─── Material shown

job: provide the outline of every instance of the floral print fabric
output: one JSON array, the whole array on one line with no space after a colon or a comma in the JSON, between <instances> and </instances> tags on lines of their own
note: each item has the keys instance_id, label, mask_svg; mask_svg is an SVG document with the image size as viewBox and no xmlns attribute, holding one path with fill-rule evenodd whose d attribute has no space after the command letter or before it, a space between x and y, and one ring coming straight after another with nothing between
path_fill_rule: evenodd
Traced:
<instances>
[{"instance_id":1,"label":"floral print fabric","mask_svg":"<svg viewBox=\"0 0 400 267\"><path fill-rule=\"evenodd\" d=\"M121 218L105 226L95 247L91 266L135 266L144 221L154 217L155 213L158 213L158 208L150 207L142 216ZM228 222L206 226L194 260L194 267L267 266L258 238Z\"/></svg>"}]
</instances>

──────

Repeat every line exactly, starting with the first line of the entries, and stop once the line containing "output: one JSON" has been given.

Expected answer:
job: provide the outline of every instance of the floral print fabric
output: one JSON array, the whole array on one line with no space after a colon or a comma in the JSON, between <instances> and </instances> tags on lines of their own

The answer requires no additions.